=== GIVEN DATA ===
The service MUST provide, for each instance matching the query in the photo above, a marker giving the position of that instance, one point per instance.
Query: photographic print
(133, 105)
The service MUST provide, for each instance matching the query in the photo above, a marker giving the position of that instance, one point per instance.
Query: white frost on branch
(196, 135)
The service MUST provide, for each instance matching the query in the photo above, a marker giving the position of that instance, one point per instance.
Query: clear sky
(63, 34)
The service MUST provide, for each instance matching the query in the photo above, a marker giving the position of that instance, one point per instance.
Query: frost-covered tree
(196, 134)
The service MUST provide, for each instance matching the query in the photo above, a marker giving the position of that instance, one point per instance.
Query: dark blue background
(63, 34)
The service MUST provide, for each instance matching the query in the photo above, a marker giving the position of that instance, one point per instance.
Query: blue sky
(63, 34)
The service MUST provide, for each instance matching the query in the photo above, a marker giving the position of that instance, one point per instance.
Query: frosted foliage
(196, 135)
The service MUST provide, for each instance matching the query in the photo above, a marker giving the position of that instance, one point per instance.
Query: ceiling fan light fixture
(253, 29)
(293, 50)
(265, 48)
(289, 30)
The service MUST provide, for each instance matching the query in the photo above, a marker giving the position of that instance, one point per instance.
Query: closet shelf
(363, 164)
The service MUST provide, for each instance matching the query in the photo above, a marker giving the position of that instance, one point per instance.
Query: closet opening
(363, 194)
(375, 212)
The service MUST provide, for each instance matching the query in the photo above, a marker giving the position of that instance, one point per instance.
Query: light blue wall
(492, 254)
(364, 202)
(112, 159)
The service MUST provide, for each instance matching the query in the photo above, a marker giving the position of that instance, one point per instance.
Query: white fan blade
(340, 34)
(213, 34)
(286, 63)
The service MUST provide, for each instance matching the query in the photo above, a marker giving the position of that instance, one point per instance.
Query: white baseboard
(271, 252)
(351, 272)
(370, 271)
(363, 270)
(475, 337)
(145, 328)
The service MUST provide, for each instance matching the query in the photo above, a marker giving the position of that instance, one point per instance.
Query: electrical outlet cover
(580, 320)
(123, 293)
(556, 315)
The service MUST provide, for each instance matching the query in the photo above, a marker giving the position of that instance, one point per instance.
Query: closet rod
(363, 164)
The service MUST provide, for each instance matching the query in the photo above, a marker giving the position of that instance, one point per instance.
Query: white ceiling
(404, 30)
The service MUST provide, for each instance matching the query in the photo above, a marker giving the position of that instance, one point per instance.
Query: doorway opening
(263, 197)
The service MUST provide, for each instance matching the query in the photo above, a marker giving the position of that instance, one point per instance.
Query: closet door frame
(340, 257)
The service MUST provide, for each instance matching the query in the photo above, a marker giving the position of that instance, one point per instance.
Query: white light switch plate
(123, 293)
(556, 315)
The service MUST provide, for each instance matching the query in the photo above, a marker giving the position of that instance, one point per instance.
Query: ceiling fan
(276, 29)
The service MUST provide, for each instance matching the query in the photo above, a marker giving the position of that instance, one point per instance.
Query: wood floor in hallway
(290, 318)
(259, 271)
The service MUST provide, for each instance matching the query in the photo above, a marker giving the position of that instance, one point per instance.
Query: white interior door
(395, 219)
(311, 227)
===
_ACTIVITY_
Please retype all of the data above exactly as written.

_ANSWER BELOW_
The service MUST provide, for each instance matching the query in the photo above, a marker giving the position of that instance, one point per instance.
Query: photographic print
(133, 105)
The service MUST provide, for each instance matching the query in the photo above, a marker giving the position of that instance, one point per instance.
Query: white frost on branch
(196, 135)
The service MUST provide, for each instance matching the query in the photo above, a marker giving the position of that instance, one point per instance.
Query: clear sky
(63, 34)
The service MUST provide, for each instance matching the query in the photo above, a marker giving the position of that instance, one point per instance.
Query: frost-covered tree
(196, 134)
The service MUST provide, for each instance matching the query in the photo above, a marker giving the position of that instance, one point per instance.
Query: dark blue background
(63, 34)
The service MUST provide, for each instance matching the query in the photo above, a marker giving the position of that instance, one point per instance.
Query: blue sky
(63, 34)
The service MUST provide, for each instance matching the query in the photo above, a marker giving the position of that instance, one point per instance.
Query: frosted foliage
(196, 135)
The service MUST provide, for each instance matching the query in the photo above, a marker giving the position of that instance, one point per instance.
Query: ceiling fan light fixture
(253, 29)
(293, 50)
(265, 48)
(289, 30)
The service MUST provide, for each instance matching the query in the photo above, a marker giving the position of that instance, one point per instance.
Query: closet shelf
(363, 164)
The service MUST provide, for each instance matching the query in the photo above, a marker giving the position of that instance, one point per instance.
Query: closet opening
(363, 194)
(375, 212)
The service MUST provide, for each instance matching the query in the photo above, a marker giving the position of that instance, one point per instance.
Query: light blue wall
(492, 254)
(364, 202)
(112, 159)
The service MUST provide, for each instance matching the query in the photo above, a marker giving the position of that instance, one point per instance.
Query: white fan blade
(340, 34)
(213, 34)
(286, 63)
The service MUST provide, for each instance matching the query in the photo above, a marker giving the position of that instance, one point per instance.
Query: white baseboard
(271, 252)
(351, 272)
(370, 271)
(363, 270)
(475, 337)
(145, 328)
The service MUST provide, for each instance matching the query in the photo above, a marker giving the position of that instance, one point per instance.
Query: electrical outlet cover
(580, 320)
(123, 293)
(556, 315)
The service MUST provide, for each instance matching the query in the photo above, a marker giving the position of that instance, one point per instance.
Query: closet rod
(363, 164)
The service MUST provide, for each instance matching the query in the photo above, a marker giving the position of that instance, one point per instance.
Query: white ceiling
(404, 30)
The service MUST provide, for each instance matching the query in the photo above, a marker giving the position of that instance, one point per instance.
Query: doorway opening
(263, 197)
The service MUST provide, for each instance matching the query in the photo above, a marker giving the position of that instance, one point per instance.
Query: closet door frame
(340, 257)
The service MUST provide, for each instance matching the query in the photo above, a marker giving the position of that instance, one point per instance.
Query: white light switch plate
(123, 293)
(556, 315)
The service MUST provide, for each instance matching the query in the photo above, a marker giving the position of that instance, one point per instance.
Query: ceiling fan
(276, 29)
The service MUST provide, for each instance matching the query in the photo above, a marker giving the position of that instance, one point per instance.
Query: wood floor in hallway
(290, 318)
(259, 271)
The service MUST provide, for each instance matching the query in the photo above, a marker giving the position of that instance, one point per instance.
Query: white interior door
(395, 219)
(311, 227)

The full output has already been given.